(Beginning of SOURCE DATA)
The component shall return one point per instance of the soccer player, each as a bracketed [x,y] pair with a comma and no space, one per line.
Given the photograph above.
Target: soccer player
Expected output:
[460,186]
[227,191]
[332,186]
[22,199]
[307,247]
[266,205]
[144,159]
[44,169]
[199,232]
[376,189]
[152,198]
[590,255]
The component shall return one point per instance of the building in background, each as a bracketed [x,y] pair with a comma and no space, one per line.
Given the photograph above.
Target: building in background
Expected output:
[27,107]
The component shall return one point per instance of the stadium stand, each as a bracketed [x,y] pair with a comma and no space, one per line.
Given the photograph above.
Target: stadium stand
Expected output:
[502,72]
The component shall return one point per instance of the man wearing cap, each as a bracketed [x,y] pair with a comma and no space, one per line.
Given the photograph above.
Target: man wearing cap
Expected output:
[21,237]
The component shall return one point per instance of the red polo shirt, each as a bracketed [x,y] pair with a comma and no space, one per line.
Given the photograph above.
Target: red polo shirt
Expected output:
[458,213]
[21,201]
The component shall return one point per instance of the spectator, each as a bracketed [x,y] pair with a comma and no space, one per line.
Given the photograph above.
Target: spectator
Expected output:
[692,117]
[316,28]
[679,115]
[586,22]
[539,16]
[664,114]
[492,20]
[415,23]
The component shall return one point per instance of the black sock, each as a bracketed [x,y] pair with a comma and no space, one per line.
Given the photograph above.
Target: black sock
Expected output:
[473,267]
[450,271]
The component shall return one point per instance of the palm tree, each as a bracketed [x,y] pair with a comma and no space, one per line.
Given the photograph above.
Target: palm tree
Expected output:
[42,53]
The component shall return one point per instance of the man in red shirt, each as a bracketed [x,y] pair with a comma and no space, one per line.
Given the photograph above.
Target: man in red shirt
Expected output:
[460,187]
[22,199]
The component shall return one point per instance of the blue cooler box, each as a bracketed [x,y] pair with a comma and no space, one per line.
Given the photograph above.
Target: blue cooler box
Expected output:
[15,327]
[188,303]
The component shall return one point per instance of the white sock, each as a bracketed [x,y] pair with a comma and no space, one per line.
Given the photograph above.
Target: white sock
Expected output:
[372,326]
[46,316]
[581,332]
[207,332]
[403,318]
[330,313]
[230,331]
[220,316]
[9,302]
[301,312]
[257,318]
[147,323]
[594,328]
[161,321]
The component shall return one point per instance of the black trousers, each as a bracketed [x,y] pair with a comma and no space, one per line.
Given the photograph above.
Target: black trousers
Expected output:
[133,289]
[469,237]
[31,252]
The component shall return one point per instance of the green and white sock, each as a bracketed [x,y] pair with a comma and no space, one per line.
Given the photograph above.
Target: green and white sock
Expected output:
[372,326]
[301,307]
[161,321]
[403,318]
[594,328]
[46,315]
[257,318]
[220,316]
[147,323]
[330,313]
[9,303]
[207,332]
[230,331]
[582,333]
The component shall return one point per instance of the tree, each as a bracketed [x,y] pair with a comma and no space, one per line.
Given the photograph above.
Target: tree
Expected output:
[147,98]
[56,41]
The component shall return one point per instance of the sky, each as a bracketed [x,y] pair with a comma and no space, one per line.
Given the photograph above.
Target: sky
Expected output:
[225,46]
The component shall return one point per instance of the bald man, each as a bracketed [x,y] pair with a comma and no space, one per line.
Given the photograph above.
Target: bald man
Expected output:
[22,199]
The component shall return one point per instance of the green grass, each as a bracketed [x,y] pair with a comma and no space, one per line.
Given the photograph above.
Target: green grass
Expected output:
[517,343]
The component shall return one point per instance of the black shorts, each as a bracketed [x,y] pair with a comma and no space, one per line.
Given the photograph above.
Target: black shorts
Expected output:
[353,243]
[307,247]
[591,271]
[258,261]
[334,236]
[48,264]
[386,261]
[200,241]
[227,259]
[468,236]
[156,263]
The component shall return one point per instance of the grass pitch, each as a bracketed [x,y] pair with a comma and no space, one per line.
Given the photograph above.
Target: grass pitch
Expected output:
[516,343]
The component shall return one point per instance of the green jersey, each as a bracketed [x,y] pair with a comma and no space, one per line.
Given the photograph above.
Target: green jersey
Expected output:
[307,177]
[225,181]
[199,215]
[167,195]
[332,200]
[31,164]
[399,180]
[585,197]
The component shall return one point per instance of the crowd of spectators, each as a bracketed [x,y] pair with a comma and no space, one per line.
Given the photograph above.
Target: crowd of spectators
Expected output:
(End of SOURCE DATA)
_AIM OF THE TASK_:
Every line in the material must be retyped exactly, with none omitted.

_ANSWER SPACE_:
The component shall return one point per instance of the soccer player, each as a bracketed [x,y] pair with a comma and no space, one per line.
Given the photograph above.
Target: soccer player
Expected output:
[460,186]
[227,191]
[332,186]
[22,199]
[307,247]
[266,205]
[144,159]
[44,169]
[199,232]
[376,189]
[152,198]
[590,255]
The component shall return one point per instance of the building in background, each as a bracketed [x,y] pair with a comma and no space, one per line.
Given the photograph above.
Target: building in background
Expected output:
[27,107]
The component shall return one point per instance of the stadium stand, each as a bracketed [x,y] pair with a comma and no space, one per line.
Given the photograph above.
Target: stadium stand
Expected output:
[502,72]
The component shall return one point per instance of the man wearing cap, each as a bracketed [x,y] pair with a comma and no space, one per line.
Given the photograph above.
Target: man wearing cap
Expected output:
[21,237]
The component shall return one point per instance of the red polo shirt, each as a bracketed [x,y] pair with a comma and no space, one per line.
Given the photograph above.
Target: red polo shirt
Expected output:
[458,213]
[21,201]
The component shall return one point per instance of the spectator, each as a bracketed [x,y] pair with a comma and no space, one per line.
Given the photograph above.
Target: spectator
Expected output:
[692,117]
[316,28]
[679,115]
[586,22]
[539,16]
[664,114]
[492,20]
[415,23]
The component shall return one point per instance of the black sock, each as a bracketed [x,y] pair with a comma and no space, one per line.
Given the photograph above.
Target: black sock
Expected output:
[473,267]
[450,271]
The component shall return one point per instance of the palm tree, each as a bracketed [x,y] pair with a comma and no space, one per line.
Given the photograph above.
Target: palm tree
Expected output:
[42,53]
The component shall return one point per instance of the man in red shirt, each as a bracketed [x,y] pair with a comma and no space, one per line.
Given the photograph above.
Target: man in red shirt
Expected output:
[460,187]
[22,199]
The component shall return one point per instance of the blue cooler box, each as a bracketed [x,y] pair with a comma and no space, one per line.
Given the photograph above.
Target: blue cooler box
Expected output:
[15,327]
[188,303]
The component shall return one point per instance of the white sock, each as a bracketed [x,y] pair with a comma and no space, one per line.
Given the photograph above.
Target: white sock
Expected output:
[372,326]
[46,316]
[581,332]
[207,332]
[403,318]
[330,313]
[230,331]
[220,316]
[9,302]
[301,312]
[257,318]
[147,323]
[594,328]
[161,321]
The component shall return one point per instance of the black trousers, each as a bracketed [x,y] pair with a comma and no space, one per line.
Given the photograph above.
Target: black trousers
Expected output:
[133,289]
[469,237]
[31,252]
The component shall return one point per instance of the green and white sock, each as a bracketed [x,y] pair with a comma and no space, one per line.
Given the photograph above.
Target: green and white sock
Expected output:
[372,326]
[301,307]
[161,321]
[403,318]
[594,328]
[46,315]
[257,318]
[220,316]
[147,323]
[330,313]
[9,303]
[207,332]
[230,331]
[582,333]
The component shall return one point per instance of the tree, each as a bracketed [x,y] pair with a comma and no space, one per line.
Given the photograph above.
Target: tree
Expected output:
[147,98]
[56,41]
The component shall return one point per instance of the sky, each as a bracketed [x,y] pair with a comma and no space, one per line.
Given the photograph above.
Target: sky
Expected output:
[225,46]
The component shall return one point per instance of the bald man, each as a bracketed [x,y] pair with a comma and no space, one per line.
Given the photograph above.
Target: bald man
Expected output:
[22,199]
The component shall return one point per instance of the green grass, each as a bracketed [x,y] pair with a comma and no space, one per line.
Given the photograph above.
Target: green grass
Expected output:
[517,343]
The component shall return one point per instance of the black shorts, each as a bracketed [x,y] pair with a comma and no space, one per line.
Given the photograph above.
Target: black shorts
Expected output:
[353,243]
[307,247]
[591,271]
[258,261]
[334,236]
[48,264]
[386,261]
[200,241]
[227,259]
[468,236]
[156,263]
The component shall return one point per instance of the grass pitch, each as a bracketed [x,y] pair with a comma and no space, one per line.
Given the photograph above.
Target: grass pitch
Expected output:
[516,343]
The component shall return one point per instance of the green jersey, each as a bracketed [x,y] pair with a comma and no space, one per line.
Given the photograph above.
Target: green jersey
Expected output:
[307,177]
[225,181]
[199,215]
[167,195]
[332,200]
[31,164]
[399,180]
[585,197]
The component shall return one point per instance of the crowd of spectators, each as a bracketed [x,y] pair with a comma and no space, one per line.
Given the photograph above.
Target: crowd of spectators
Expected output:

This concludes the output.